━━━ Material shown

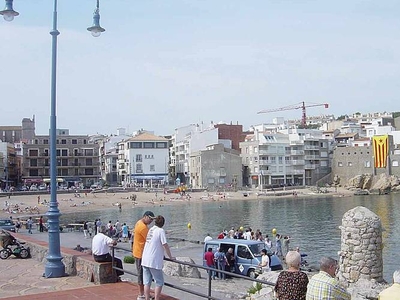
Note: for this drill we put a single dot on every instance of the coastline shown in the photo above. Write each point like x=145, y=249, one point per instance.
x=68, y=203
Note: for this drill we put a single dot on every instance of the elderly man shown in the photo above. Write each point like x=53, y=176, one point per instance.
x=324, y=285
x=101, y=246
x=393, y=292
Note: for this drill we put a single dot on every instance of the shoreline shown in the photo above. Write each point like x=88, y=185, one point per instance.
x=37, y=204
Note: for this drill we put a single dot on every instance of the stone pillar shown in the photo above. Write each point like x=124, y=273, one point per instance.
x=361, y=246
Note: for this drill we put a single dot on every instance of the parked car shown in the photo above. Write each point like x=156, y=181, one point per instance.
x=247, y=255
x=7, y=224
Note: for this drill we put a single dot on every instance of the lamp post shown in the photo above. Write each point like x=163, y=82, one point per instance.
x=54, y=267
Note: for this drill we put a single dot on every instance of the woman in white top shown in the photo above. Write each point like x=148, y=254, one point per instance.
x=153, y=258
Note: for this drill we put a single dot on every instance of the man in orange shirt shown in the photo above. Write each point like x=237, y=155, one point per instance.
x=139, y=239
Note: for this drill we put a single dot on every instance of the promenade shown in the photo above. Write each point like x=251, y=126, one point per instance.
x=23, y=279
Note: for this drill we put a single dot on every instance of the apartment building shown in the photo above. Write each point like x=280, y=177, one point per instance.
x=9, y=162
x=216, y=167
x=143, y=160
x=15, y=134
x=197, y=137
x=77, y=159
x=290, y=157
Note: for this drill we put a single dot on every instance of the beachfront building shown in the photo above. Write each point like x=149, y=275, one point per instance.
x=288, y=157
x=216, y=168
x=197, y=137
x=15, y=134
x=143, y=160
x=9, y=172
x=77, y=160
x=108, y=155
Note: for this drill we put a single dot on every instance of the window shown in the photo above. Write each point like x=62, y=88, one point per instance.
x=88, y=152
x=33, y=172
x=89, y=172
x=161, y=145
x=33, y=152
x=135, y=145
x=148, y=145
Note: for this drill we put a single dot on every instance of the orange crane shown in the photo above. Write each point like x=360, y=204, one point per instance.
x=301, y=105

━━━━━━

Directions for this task —
Send back the data above verbatim, leaving out its pictures.

Result of this task —
Note: for this drill we put a single dot on every instance of the coastline shown in the photo above. Write each point like x=145, y=249, one point per instance.
x=68, y=203
Note: for this drill we put a single dot on every instance of the elderly man shown in the photo above. Write each point like x=53, y=176, one point per instance.
x=324, y=285
x=101, y=246
x=393, y=292
Note: for this drill we put a single dot on every instance of the shoreline shown in the photo above. Write each point like x=88, y=185, one point per instance.
x=37, y=204
Note: for this drill we put a single dot on every instance of the stone pillar shown in the photo above. Write each point like x=124, y=273, one point per instance.
x=361, y=246
Note: for this drill we put a single dot on every instance of the parked car shown in the photo above. Write each point like x=156, y=181, one point per instance.
x=247, y=255
x=7, y=224
Note: for this drill we put a single dot on every instance of the lamp post shown in the photo above. Write each point like x=163, y=82, one point per instance.
x=54, y=267
Note: for this drill we put a single dot on every instance of the woman in white top shown in the photo above. Write each point like x=148, y=254, one point per instance.
x=153, y=258
Note: for this drill we put a single dot on every instance of the man in orange shirt shown in the photo above. Write each point like x=237, y=155, one point per instance.
x=139, y=239
Note: for this drill we put a single dot on every instance of the promenade shown in the photo above. Write each point like x=251, y=126, one point per instance.
x=23, y=279
Note: for this drill we put a single dot on every instance of the apartment building shown in the photo above. Write each point like x=280, y=177, one point per instance.
x=9, y=162
x=216, y=167
x=143, y=160
x=15, y=134
x=197, y=137
x=77, y=159
x=290, y=157
Note: for this drill we put a single dot on every instance of the beachfront building shown in the photo above. Write each point like x=149, y=275, one point per instance.
x=288, y=157
x=216, y=168
x=197, y=137
x=15, y=134
x=143, y=160
x=9, y=172
x=77, y=160
x=108, y=155
Note: for this drill we put a single dot on every instance of the window shown in the photo above. Write each point like x=62, y=88, one point per instance.
x=88, y=152
x=33, y=172
x=89, y=172
x=161, y=145
x=33, y=152
x=135, y=145
x=148, y=145
Note: for this drill we put a single dot on every instance of the orange crane shown in the photo above. Write each point like x=360, y=204, one point per instance.
x=301, y=105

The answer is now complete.